Why is Collections.counter so slow?

Tags:

I'm trying to solve a Rosalind basic problem of counting nucleotides in a given sequence, and returning the results in a list. For those ones not familiar with bioinformatics it's just counting the number of occurrences of 4 different characters ('A','C','G','T') inside a string.

I expected collections.Counter to be the fastest method (first because they claim to be high-performance, and second because I saw a lot of people using it for this specific problem).

But to my surprise this method is the slowest!

I compared three different methods, using timeit and running two types of experiments:

Running a long sequence few times
Running a short sequence a lot of times.

Here is my code:

Click to copy

import timeit
from collections import Counter

# Method1: using count
def method1(seq):
    return [seq.count('A'), seq.count('C'), seq.count('G'), seq.count('T')]

# method 2: using a loop
def method2(seq):
    r = [0, 0, 0, 0]
    for i in seq:
        if i == 'A':
            r[0] += 1
        elif i == 'C':
            r[1] += 1
        elif i == 'G':
            r[2] += 1
        else:
            r[3] += 1
    return r

# method 3: using Collections.counter
def method3(seq):
    counter = Counter(seq)
    return [counter['A'], counter['C'], counter['G'], counter['T']]


if __name__ == '__main__':

    # Long dummy sequence
    long_seq = 'ACAGCATGCA' * 10000000
    # Short dummy sequence
    short_seq = 'ACAGCATGCA' * 1000

    # Test 1: Running a long sequence once
    print timeit.timeit("method1(long_seq)", setup='from __main__ import method1, long_seq', number=1)
    print timeit.timeit("method2(long_seq)", setup='from __main__ import method2, long_seq', number=1)
    print timeit.timeit("method3(long_seq)", setup='from __main__ import method3, long_seq', number=1)

    # Test2: Running a short sequence lots of times
    print timeit.timeit("method1(short_seq)", setup='from __main__ import method1, short_seq', number=10000)

..............................

TASK PROMPT. Reproduce the Counter speed thread verbatim between "# Test 1: Running" and "method3, long_seq', number=1)", inclusive. The records aren't needed for this work.

DATASET EXTRACT.

..............................

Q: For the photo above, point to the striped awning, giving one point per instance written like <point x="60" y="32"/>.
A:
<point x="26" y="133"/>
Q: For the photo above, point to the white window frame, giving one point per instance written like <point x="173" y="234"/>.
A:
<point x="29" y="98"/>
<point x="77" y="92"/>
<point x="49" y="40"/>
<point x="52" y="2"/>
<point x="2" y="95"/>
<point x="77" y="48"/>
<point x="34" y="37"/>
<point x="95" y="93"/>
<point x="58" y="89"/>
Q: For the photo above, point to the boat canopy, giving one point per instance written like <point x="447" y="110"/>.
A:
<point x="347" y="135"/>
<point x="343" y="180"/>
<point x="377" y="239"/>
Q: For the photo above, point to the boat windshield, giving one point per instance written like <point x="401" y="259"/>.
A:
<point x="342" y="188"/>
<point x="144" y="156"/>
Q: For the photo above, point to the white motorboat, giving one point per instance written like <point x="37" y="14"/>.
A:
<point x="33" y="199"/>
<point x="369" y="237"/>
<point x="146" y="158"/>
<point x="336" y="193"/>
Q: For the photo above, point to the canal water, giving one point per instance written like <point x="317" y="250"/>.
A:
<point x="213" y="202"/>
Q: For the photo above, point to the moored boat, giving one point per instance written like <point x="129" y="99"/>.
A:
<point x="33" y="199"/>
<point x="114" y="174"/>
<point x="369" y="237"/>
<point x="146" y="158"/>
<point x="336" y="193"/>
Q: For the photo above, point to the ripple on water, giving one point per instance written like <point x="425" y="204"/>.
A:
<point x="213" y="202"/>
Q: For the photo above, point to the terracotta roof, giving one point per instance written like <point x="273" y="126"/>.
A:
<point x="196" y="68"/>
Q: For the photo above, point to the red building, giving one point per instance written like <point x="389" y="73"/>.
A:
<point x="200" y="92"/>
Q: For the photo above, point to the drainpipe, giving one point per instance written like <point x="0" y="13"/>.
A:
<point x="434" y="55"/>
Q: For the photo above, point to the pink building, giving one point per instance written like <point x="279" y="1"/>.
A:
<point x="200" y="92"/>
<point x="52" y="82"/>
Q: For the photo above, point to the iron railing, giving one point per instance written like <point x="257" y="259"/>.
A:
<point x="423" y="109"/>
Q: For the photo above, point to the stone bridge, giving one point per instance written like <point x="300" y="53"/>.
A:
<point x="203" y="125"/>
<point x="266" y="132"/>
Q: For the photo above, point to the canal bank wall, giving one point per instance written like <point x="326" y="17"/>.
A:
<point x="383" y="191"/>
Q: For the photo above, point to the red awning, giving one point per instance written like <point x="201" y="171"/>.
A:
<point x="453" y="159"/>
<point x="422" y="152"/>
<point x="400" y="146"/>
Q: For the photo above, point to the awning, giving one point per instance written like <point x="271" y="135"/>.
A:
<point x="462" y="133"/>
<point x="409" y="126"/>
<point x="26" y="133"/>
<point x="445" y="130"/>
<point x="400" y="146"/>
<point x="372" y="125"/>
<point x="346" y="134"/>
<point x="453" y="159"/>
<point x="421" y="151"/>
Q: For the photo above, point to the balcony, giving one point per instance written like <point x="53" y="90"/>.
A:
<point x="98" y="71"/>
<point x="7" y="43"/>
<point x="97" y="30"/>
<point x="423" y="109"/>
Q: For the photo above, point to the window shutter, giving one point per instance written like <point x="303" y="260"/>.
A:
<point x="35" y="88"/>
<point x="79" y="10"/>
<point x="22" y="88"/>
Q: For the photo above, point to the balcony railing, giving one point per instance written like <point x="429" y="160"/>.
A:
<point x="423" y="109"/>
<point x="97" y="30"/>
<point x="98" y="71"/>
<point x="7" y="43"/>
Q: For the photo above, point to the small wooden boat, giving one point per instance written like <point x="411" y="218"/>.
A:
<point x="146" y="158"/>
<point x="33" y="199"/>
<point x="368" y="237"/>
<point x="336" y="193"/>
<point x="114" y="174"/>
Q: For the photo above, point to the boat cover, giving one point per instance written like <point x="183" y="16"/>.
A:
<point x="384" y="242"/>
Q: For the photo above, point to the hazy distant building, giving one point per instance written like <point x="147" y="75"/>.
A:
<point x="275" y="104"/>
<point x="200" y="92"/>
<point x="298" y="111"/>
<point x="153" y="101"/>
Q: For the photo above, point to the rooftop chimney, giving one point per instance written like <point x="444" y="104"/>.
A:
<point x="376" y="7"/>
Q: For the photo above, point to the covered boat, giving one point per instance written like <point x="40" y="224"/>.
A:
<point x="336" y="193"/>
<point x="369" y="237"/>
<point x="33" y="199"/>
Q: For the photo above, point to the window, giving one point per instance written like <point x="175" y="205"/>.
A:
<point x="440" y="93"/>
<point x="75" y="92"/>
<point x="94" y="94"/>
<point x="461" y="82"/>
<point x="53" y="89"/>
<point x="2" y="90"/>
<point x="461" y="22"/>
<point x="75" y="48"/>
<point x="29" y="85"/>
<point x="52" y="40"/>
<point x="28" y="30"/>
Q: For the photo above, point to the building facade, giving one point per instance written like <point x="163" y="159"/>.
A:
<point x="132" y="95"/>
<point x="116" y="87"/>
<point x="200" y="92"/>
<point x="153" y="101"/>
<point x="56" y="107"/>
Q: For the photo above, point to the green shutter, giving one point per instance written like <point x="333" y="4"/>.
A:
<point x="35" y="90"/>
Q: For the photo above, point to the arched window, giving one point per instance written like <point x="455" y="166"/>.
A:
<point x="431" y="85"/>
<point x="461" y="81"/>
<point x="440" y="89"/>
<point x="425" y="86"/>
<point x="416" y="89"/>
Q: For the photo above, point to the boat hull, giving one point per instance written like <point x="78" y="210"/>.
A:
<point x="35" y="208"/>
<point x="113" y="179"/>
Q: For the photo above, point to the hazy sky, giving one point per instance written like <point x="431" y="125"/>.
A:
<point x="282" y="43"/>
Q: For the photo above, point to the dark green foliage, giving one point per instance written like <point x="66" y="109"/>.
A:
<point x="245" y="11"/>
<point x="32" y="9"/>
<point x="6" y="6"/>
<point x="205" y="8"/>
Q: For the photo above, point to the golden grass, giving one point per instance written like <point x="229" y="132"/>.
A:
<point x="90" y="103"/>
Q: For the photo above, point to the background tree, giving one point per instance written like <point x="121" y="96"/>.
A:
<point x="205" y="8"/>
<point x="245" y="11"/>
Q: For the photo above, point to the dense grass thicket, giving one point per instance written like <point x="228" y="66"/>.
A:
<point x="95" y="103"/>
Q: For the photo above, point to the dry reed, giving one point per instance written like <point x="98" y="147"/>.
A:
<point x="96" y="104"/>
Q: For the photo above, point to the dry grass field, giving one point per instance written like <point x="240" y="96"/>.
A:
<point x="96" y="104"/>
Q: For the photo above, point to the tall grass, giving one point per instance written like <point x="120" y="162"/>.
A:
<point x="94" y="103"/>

..............................

SOLUTION TO THE PROBLEM.
# Test 1: Running a long sequence once
    print timeit.timeit("method1(long_seq)", setup='from __main__ import method1, long_seq', number=1)
    print timeit.timeit("method2(long_seq)", setup='from __main__ import method2, long_seq', number=1)
    print timeit.timeit("method3(long_seq)", setup='from __main__ import method3, long_seq', number=1)